(DOCUMENT PASSAGE Opens)

Though the vast majority of seniors are living in their communities, as opposed to assisted living or nursing homes, only a third of these individuals are receiving financial support or assistance from Medicaid to pay for home- and community-based services.
That’s one takeaway from a recent Kaiser Family Foundation (KFF) webinar.
Seniors that aren’t getting financial support or assistance from Medicaid are either paying out of pocket or relying on support from informal or family caregivers, according to Anne Tumlinson, founder and CEO of the research and advisory firm ATI Advisory.
“Of that remaining two thirds, half of them live under 200% of poverty,” Tumlinson said during the webinar presentation. “We have a lot of older adults living in the community today, without any kind of Medicaid assistance, who can not afford home care, assisted living, who do not have long-term care insurance policies. Those people are 100% reliant on family caregivers, if they even have them. If they don’t, it’s a very dire situation. Those are often the people most at risk of spinning down into a Medicaid nursing home.”
These facts underscore how underfunded long-term care services and supports are in the U.S., Tumlinson noted.
“We don’t have enough money flowing into the system to attach to all of the people who have these needs,” she said. “If it’s a system where every single family is developing their own solution, one family at a time, one household at a time, of course we don’t have an infrastructure.”
A recent analysis found that while the majority of seniors will need some sort of in-home care support, the vast majority of them cannot afford that care.
Tumlinson doesn’t believe that this is an issue that the private market can solve on its own.
“This is just not an insurable risk that is possible to address through a private market,” she said. “This is not car insurance. This is not even health insurance.”

(DOCUMENT PASSAGE Closes)
(PROVIDED MATERIAL Opens)

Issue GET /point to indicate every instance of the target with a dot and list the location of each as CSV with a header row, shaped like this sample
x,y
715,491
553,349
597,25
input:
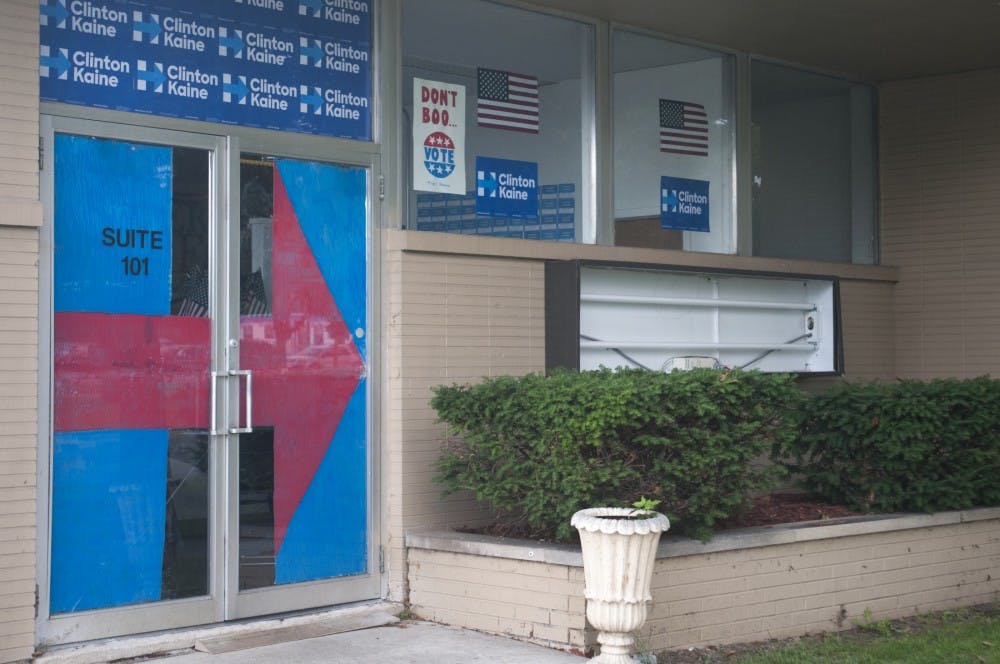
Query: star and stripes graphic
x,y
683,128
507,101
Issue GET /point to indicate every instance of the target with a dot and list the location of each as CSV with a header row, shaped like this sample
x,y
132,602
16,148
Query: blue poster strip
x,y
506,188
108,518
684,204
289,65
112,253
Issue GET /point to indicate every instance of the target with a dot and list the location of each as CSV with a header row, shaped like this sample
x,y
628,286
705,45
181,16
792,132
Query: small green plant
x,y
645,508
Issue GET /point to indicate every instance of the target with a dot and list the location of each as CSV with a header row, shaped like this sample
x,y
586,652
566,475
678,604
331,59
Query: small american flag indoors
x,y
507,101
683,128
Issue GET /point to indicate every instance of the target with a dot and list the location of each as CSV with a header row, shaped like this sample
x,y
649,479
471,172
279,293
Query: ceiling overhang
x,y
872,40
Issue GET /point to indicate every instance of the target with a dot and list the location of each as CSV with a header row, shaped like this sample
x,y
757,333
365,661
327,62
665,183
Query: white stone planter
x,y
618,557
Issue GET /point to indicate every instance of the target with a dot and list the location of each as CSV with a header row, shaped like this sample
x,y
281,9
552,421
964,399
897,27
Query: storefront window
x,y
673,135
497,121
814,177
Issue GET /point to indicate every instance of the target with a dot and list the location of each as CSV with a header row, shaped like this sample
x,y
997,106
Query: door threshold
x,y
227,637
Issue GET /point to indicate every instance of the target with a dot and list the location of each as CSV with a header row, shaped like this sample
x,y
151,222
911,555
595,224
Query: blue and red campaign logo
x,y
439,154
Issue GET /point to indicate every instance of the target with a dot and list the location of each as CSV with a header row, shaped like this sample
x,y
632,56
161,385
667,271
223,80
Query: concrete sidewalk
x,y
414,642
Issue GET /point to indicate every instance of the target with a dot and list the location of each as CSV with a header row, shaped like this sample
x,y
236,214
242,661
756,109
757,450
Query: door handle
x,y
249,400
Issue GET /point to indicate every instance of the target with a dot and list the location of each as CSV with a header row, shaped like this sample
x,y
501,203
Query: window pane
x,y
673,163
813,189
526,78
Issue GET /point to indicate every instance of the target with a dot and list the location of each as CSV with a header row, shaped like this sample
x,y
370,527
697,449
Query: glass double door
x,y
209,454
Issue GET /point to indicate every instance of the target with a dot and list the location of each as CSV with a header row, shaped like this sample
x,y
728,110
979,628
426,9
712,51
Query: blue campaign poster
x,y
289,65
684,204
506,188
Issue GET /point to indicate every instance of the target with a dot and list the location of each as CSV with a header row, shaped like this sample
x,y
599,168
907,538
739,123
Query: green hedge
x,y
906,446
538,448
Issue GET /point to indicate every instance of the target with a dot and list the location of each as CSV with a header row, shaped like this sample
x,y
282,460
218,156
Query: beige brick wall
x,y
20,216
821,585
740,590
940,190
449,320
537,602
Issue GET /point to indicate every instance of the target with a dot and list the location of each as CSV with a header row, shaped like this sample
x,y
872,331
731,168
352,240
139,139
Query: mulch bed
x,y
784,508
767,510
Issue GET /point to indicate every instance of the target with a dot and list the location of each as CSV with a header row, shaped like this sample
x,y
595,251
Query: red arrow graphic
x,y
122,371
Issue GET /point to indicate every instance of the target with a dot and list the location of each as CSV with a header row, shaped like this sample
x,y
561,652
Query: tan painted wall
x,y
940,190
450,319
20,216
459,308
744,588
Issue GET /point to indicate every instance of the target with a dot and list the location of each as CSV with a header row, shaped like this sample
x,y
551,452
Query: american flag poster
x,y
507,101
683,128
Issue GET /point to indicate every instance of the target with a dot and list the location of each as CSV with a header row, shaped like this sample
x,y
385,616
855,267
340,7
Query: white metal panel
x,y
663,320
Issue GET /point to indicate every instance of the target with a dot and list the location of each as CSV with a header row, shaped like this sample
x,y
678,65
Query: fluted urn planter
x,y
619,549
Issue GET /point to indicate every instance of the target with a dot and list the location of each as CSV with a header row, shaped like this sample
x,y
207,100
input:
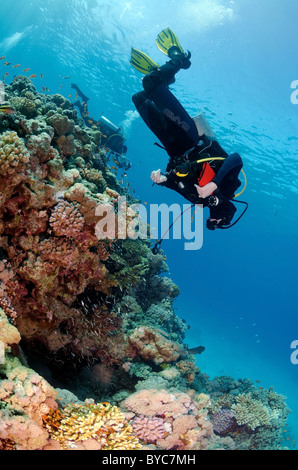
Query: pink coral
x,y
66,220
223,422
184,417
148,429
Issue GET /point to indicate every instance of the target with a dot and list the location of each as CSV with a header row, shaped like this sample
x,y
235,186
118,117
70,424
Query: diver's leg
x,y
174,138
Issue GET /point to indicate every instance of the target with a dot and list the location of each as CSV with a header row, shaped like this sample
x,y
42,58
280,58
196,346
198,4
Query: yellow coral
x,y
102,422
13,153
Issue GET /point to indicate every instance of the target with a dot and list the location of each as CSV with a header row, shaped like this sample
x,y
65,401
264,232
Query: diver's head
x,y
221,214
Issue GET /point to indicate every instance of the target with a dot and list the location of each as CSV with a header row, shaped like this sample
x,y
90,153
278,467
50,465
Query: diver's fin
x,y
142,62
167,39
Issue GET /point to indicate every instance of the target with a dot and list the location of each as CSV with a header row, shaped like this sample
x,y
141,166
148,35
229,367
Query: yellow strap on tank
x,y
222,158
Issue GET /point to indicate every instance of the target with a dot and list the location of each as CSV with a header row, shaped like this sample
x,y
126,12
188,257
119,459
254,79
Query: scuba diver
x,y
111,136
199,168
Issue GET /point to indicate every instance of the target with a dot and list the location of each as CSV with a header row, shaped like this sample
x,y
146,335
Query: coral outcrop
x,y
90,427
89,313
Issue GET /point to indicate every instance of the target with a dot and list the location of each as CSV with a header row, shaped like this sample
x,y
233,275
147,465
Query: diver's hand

(PROVIDED MATERIAL Closes)

YOUR TASK: Take the article on seniors' access to home- and community-based care further, continuing after its last sentence.

ANSWER AREA:
Instead, Tumlinson called for government solutions, specifically putting a new public program in place created from tax dollars.
In the meantime, there are various programs in place across different states. For example, Washington funds public insurance for its residents based on tax dollars.
States like California and Minnesota are considering similar programs, Tumlinson noted.
“We’ve seen states and state legislatures really sitting up and realizing the federal government is not going to solve this problem,” she said. “Medicaid is a liability on their books, and they need to start looking at other options for paying for it.”
States such as Vermont, Wyoming and Washington are also working to address these issues through Medicaid demonstration programs.
Ultimately, Tumlinson believes that collective action will be key to activating change.
“As families, we can not solve this problem by ourselves,” she said. “We are going to have to collectively solve it. States are going to be part of the solution. Hospitals and health systems are going to be part of the solution. CMS is going to be behind the scenes helping to facilitate all of those solutions, while we wait for Congress, hopefully, to act on something more universal and national.”